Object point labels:
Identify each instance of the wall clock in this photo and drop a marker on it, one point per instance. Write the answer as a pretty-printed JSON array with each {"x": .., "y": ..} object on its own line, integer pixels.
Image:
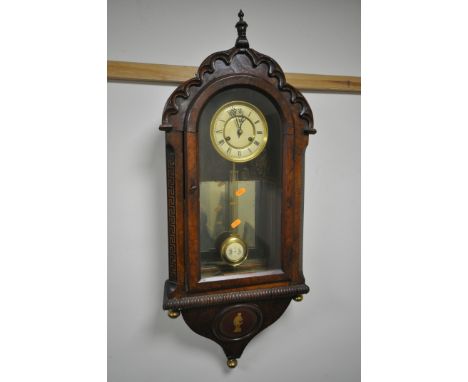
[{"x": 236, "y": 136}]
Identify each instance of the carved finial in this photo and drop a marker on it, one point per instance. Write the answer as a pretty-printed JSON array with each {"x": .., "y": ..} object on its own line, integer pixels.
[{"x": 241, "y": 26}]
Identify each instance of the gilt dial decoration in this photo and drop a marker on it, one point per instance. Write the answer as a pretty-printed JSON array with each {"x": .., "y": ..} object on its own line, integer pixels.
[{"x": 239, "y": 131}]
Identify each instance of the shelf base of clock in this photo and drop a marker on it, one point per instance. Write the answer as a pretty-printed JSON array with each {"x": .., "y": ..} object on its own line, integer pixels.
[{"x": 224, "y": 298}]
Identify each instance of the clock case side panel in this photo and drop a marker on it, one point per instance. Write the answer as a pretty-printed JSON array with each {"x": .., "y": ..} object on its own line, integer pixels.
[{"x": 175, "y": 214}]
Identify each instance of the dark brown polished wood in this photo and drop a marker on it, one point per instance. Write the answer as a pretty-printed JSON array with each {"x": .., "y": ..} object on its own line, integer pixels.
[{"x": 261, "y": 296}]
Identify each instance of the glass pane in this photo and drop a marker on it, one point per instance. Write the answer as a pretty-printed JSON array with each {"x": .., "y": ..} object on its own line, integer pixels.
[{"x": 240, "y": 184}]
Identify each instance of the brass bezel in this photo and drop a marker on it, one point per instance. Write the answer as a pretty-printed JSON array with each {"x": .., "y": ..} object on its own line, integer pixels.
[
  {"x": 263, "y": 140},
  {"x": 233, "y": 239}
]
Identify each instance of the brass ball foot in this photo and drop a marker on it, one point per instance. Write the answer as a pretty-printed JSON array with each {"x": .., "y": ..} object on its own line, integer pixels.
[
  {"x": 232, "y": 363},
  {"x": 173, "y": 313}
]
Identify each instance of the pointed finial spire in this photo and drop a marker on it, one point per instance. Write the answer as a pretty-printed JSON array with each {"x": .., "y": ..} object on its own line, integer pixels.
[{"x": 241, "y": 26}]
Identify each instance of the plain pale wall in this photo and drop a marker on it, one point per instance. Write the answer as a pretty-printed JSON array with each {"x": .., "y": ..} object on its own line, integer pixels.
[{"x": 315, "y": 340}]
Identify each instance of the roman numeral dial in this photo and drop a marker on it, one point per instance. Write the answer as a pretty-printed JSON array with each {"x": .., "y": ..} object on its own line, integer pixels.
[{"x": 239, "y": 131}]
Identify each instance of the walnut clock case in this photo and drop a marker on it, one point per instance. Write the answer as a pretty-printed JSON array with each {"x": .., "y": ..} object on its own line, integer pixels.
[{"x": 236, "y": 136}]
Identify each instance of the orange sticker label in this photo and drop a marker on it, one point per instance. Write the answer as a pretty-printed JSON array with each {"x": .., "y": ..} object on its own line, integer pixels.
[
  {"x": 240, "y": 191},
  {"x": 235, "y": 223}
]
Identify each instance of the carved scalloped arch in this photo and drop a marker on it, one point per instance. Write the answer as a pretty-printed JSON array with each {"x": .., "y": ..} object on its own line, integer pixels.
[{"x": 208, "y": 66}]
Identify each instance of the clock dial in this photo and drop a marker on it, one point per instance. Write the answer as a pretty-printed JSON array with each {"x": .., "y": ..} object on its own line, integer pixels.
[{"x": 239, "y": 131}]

Task statement:
Could you copy out every one of the records above with "drop a marker on it" switched to "place a point on it" throughout, keeping everything else the same and omitting the pictures?

Expected answer:
Identify each instance of the wall clock in this photo and place a point on it, one point per instance. Write the answer as a pretty-printed JSON array with each {"x": .., "y": ..} object on its own line, integer pixels.
Image:
[{"x": 236, "y": 136}]
Identify each instance of the carved finial in this photo and place a point on it, one point per instance. Write the answer as a pretty-printed JSON array with each {"x": .., "y": ..} object on its own line, integer pixels.
[{"x": 241, "y": 26}]
Identify each instance of the gilt dial decoration in this photo and place a point on it, one point per instance. Write the answer as a pretty-printed JSON array with each {"x": .., "y": ..} object on its own line, integer pixels.
[{"x": 239, "y": 131}]
Identify each instance of the shelf base of clock in this photo and place a point on it, one point per instance. Write the answer as a pretty-printed JSON array with each {"x": .., "y": ..} object on its own line, integer pixels.
[{"x": 224, "y": 298}]
Identify each instance of the clock case side panel in this photo and place a point on it, one point per instance. Write the answer as a pretty-printed JSON array with each {"x": .., "y": ..} object on its own line, integer pixels.
[{"x": 175, "y": 214}]
Identify each instance of the dark brown polished wood in this photo and place a point on it, one point per instance. Write the answer as a pretty-printed JSON array with each {"x": .., "y": ..} object on its own line, integer pixels.
[{"x": 261, "y": 296}]
Identify each instance of the glass pane in this photo and place a point on it, one point per instance. Write the answer as a pretty-printed JSON array with each {"x": .., "y": ..} object on its own line, integer pixels.
[{"x": 240, "y": 184}]
Identify each instance of the brass bezel in this photo and place a point on it, one point per instance. Write the answer as a pretty-printed JSON array with each {"x": .., "y": ..} object on its own line, integer pixels.
[
  {"x": 263, "y": 140},
  {"x": 233, "y": 239}
]
Identify each instance of the brass ball foot in this photo and place a point on it, one point per instance. Write the answer as a pretty-printed JSON array with each {"x": .., "y": ..} object on its own line, integer pixels.
[
  {"x": 232, "y": 363},
  {"x": 173, "y": 313}
]
Identify each instance of the pointed finial spire in this photo and place a point on it, one point per instance. Write the answer as a pretty-printed JSON array with each {"x": .., "y": ..} object on its own line, integer pixels.
[{"x": 241, "y": 26}]
Identify each instance of the plain pale wall in this photo and place a point on it, one point per instance. Write the answer as a pretty-printed JSON array with each {"x": .., "y": ..} object on its own line, integer pixels.
[{"x": 315, "y": 340}]
Identify each instance of the roman numeral dial in this photo and place a point on it, one point per instance. Write the answer as a pretty-printed JSON array with each {"x": .., "y": ..} object on its own line, integer pixels.
[{"x": 239, "y": 131}]
Identify each instance of the walnut clock case in this photo and place a point on it, one point per instance. Write the answer as a pretty-printed JSON array with each {"x": .., "y": ..} object on its own line, integer pixels.
[{"x": 236, "y": 136}]
Identify each instance of the orange sticker label in this photo and place a point on it, one point per instance. Write the answer as a pretty-printed JSON array with each {"x": .., "y": ..} object on its own line, integer pixels.
[
  {"x": 240, "y": 191},
  {"x": 235, "y": 223}
]
Identify each instance of the carved scalloped arch in this photo and place a point on it, one point per instance. Write the answer as a pretty-printed JSON array with each {"x": .., "y": ..} object on its own line, integer pixels.
[{"x": 208, "y": 66}]
Identify each instance of the clock dial in this photo and place a point on it, one point per instance. Write the answer as a pretty-printed JSON array with each {"x": .., "y": ..} object on its own line, integer pixels.
[{"x": 239, "y": 131}]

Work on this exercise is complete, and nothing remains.